[What is required] In the records below, begin at the line that has "of the thatched" and stop after the line that has "of the floating"; quote those lines verbatim and nothing more.

[Excerpted data]

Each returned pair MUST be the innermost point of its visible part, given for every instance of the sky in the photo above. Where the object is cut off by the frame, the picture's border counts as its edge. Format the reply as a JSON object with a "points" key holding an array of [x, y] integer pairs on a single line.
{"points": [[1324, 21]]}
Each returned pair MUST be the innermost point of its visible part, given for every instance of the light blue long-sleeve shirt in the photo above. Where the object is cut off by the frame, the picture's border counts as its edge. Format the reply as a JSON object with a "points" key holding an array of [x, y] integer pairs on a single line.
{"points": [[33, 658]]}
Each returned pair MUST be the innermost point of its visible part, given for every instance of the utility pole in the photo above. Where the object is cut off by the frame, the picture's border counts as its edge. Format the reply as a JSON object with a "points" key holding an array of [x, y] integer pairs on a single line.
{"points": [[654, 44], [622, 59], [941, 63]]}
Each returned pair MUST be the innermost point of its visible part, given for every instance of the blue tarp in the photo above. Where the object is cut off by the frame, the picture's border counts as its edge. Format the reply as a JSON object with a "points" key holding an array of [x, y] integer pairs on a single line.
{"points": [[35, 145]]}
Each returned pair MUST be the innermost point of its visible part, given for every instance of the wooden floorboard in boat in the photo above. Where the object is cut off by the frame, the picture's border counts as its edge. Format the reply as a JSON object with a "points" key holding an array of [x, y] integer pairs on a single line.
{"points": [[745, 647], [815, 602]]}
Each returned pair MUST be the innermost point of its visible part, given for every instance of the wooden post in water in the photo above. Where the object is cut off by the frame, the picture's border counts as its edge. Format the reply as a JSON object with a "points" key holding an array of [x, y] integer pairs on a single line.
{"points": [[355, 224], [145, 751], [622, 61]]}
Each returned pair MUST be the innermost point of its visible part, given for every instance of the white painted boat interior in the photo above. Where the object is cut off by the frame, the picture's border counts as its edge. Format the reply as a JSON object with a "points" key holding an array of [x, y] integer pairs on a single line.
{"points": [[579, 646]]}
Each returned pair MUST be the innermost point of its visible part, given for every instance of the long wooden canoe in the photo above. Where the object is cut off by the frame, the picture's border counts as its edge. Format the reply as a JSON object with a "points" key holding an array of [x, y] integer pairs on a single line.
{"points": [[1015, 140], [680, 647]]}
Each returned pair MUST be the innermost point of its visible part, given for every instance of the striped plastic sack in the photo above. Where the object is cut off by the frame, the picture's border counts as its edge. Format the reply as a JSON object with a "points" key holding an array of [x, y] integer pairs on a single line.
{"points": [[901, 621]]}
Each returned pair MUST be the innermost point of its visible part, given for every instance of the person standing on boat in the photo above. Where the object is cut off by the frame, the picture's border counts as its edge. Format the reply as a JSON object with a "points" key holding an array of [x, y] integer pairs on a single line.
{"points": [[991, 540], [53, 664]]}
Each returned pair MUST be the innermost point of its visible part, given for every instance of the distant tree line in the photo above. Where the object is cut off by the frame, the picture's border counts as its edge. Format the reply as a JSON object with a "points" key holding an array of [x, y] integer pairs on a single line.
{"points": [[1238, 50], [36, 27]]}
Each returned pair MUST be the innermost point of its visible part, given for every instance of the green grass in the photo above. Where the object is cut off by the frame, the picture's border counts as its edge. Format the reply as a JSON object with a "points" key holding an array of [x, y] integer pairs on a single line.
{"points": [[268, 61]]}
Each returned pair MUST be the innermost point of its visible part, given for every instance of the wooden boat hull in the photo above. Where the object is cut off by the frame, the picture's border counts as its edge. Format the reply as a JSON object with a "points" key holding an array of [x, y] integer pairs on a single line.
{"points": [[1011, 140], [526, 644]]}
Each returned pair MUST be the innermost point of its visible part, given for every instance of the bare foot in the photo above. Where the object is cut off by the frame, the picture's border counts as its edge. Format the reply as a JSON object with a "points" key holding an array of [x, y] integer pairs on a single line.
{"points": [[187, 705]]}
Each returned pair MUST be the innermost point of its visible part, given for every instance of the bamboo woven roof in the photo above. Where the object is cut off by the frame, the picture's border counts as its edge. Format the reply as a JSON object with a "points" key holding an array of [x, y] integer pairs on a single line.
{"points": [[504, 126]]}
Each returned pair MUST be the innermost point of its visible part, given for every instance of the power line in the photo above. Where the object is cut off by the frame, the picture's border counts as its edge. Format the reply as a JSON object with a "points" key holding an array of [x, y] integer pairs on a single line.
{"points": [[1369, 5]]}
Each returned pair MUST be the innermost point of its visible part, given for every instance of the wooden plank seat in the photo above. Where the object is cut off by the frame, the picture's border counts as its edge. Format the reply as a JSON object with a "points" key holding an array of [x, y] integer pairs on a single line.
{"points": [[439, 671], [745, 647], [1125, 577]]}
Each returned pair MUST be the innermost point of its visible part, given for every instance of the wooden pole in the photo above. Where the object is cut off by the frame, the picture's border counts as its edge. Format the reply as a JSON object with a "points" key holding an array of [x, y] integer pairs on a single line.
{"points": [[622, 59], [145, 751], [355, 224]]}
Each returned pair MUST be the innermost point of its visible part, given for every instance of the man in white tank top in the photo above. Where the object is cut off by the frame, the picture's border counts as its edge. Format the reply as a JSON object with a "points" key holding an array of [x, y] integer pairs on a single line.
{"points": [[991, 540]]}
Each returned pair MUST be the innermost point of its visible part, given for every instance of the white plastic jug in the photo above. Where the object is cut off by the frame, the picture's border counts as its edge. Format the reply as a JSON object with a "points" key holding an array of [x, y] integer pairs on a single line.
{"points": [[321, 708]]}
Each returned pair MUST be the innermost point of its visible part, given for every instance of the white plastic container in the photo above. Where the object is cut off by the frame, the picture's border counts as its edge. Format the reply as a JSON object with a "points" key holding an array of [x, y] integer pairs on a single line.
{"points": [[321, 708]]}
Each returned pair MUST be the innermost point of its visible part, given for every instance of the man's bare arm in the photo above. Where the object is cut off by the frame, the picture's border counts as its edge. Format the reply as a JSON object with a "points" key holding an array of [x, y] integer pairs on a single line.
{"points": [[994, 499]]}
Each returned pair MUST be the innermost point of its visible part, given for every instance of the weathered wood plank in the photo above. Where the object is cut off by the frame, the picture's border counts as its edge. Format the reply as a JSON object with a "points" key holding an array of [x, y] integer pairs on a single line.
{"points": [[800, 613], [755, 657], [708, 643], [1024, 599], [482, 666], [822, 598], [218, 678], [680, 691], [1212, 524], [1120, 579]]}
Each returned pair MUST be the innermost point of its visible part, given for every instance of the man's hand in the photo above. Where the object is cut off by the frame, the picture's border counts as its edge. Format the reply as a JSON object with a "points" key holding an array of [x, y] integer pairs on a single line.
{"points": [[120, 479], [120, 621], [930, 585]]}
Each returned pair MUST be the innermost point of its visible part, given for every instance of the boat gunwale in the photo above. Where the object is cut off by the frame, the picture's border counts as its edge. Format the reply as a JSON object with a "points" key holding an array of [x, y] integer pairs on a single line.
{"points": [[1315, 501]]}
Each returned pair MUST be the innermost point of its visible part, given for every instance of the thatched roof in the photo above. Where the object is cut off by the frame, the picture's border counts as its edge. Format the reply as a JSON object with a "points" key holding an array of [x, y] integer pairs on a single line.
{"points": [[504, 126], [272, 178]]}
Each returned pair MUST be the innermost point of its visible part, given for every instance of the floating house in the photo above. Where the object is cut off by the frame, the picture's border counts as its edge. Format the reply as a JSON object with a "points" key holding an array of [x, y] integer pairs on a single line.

---

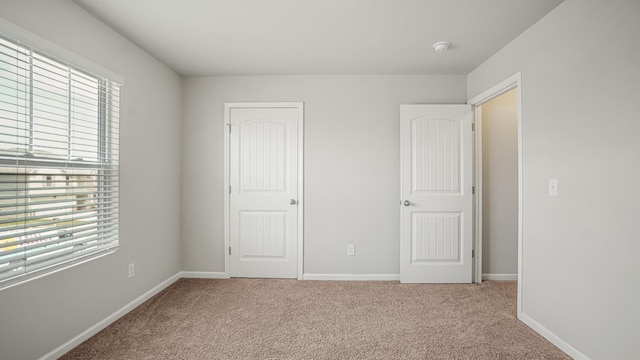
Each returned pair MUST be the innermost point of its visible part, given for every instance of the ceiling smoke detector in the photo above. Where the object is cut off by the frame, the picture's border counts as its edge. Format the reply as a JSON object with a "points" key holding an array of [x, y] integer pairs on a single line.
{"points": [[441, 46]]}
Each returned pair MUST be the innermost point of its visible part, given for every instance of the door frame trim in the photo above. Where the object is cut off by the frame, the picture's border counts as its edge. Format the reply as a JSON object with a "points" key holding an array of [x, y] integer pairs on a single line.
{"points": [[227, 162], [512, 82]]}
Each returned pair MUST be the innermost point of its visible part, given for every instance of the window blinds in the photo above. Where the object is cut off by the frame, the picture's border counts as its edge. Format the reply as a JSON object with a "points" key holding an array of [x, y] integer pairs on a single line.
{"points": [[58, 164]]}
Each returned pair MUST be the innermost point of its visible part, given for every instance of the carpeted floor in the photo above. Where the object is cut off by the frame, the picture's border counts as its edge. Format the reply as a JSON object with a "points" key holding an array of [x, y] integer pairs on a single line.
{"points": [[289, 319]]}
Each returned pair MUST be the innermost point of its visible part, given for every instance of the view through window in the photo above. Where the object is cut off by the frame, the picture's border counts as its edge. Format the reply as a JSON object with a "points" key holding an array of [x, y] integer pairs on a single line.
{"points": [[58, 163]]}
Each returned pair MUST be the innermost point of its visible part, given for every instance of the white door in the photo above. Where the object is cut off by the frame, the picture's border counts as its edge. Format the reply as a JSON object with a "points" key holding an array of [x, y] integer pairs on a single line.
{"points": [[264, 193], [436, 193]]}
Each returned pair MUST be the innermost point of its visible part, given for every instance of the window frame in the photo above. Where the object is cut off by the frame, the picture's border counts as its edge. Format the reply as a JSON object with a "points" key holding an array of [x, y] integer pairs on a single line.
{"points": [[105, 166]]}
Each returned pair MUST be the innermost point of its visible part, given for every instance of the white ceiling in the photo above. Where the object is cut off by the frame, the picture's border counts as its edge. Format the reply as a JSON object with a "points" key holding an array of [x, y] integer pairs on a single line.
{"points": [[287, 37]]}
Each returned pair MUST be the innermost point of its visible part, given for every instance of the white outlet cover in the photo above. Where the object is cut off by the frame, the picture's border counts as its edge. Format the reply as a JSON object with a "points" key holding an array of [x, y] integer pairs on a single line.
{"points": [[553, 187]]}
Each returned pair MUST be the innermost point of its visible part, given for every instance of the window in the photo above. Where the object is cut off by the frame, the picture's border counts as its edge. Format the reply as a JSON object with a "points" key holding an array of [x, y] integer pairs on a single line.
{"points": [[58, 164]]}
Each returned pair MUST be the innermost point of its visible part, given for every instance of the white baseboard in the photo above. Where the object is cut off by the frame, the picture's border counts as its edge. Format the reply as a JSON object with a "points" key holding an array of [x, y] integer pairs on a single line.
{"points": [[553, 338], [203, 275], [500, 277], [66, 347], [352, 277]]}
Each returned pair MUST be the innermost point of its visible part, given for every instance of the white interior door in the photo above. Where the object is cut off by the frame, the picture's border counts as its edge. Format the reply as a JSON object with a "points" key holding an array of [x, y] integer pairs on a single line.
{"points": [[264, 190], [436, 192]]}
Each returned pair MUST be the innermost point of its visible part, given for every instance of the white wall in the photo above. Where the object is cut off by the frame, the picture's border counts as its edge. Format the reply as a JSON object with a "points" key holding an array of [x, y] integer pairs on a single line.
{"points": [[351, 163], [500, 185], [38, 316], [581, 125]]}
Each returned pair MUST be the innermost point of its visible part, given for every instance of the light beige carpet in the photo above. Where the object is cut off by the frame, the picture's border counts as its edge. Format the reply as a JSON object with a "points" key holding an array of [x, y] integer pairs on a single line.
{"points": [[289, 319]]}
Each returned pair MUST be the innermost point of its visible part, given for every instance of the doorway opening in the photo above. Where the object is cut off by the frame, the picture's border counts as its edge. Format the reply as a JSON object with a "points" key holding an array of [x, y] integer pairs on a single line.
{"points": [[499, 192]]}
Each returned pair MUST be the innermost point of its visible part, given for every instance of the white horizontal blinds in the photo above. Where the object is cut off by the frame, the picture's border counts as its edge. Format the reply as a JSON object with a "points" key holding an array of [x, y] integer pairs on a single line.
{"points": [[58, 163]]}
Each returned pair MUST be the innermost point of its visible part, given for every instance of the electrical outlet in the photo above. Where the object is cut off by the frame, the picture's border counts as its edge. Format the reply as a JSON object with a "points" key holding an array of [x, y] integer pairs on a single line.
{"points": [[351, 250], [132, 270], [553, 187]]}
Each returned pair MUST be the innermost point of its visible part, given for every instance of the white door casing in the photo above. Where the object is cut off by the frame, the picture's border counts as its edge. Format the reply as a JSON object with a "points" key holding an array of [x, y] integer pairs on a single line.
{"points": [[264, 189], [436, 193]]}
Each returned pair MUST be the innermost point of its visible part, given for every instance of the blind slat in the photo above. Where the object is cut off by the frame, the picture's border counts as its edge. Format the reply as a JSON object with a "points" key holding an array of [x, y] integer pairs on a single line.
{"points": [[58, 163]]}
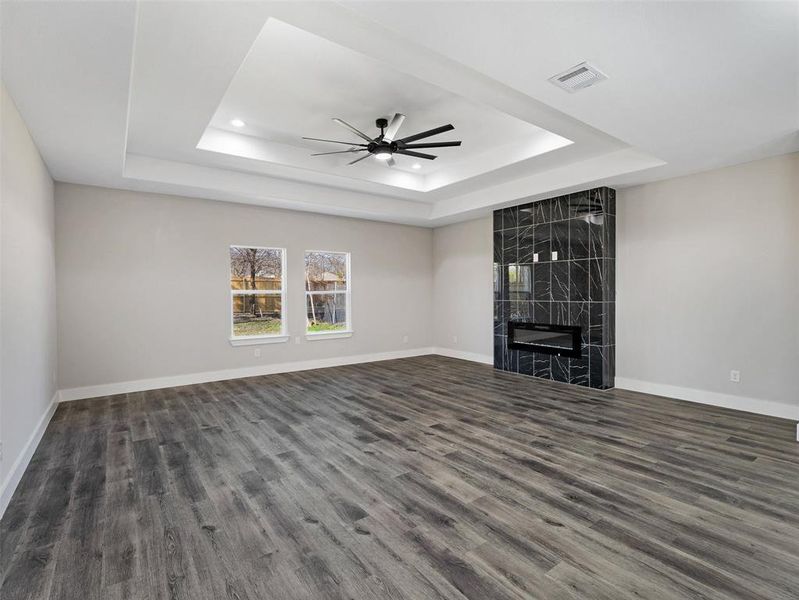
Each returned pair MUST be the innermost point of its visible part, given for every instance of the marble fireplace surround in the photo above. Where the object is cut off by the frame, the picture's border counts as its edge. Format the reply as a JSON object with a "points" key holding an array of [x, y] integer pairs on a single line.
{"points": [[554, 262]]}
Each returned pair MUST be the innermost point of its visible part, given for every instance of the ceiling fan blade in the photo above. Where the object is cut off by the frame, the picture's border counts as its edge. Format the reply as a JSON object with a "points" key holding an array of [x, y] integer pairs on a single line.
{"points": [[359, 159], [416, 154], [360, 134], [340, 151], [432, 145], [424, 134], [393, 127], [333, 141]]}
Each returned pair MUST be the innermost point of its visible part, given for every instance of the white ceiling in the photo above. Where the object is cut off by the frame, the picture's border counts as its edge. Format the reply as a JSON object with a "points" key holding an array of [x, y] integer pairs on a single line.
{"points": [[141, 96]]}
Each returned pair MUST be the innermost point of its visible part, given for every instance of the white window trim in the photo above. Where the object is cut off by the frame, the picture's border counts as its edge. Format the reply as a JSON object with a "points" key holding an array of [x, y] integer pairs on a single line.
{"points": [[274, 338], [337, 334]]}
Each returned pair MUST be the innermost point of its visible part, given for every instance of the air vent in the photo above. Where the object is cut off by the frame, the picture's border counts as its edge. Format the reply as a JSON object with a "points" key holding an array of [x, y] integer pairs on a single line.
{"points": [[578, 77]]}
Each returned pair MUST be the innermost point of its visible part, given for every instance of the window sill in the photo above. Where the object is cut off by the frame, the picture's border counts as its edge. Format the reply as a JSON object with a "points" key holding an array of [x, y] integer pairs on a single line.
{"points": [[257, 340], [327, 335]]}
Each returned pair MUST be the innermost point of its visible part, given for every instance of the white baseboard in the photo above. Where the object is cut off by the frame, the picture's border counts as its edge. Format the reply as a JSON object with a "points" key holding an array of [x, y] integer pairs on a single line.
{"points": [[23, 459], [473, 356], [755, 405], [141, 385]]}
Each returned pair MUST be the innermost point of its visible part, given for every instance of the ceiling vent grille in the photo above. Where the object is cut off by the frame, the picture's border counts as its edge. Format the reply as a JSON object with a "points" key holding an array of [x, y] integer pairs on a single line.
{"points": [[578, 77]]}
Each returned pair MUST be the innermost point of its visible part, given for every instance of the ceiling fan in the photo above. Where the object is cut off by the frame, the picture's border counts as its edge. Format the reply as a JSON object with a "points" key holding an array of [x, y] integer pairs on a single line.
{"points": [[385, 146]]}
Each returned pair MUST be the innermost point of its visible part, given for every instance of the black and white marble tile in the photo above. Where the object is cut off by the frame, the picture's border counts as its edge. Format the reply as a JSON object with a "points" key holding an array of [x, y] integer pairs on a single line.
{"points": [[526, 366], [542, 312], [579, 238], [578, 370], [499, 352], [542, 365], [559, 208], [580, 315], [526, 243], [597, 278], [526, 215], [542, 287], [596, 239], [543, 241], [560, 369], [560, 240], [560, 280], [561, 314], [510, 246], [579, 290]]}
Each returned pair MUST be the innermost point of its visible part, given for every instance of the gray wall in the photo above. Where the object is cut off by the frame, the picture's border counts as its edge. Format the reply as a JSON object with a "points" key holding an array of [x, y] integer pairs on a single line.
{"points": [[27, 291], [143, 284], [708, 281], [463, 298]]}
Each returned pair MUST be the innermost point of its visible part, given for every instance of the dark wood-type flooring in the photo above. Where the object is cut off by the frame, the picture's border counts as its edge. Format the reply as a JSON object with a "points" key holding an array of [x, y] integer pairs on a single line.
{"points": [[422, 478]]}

[Task result]
Each returned pair MUST be the innermost point of its visible part, given for every instance of the thatched roof in the photo above. Where the object is cut off by the frame, the picture's border counts as its edge. Format the reply as a JSON object with a "points" key holding an array of [x, y] integer pairs on a single line.
{"points": [[504, 126], [272, 178]]}
Each returned pair MUST be the innermost point of its visible part, given for every instance of the floating house in the photo above. Where the object is cut off by the frame, the picture's border counts as its edge. Format the reply as a JSON object with a "points" key holding an array of [x, y] integer pairs on a single line.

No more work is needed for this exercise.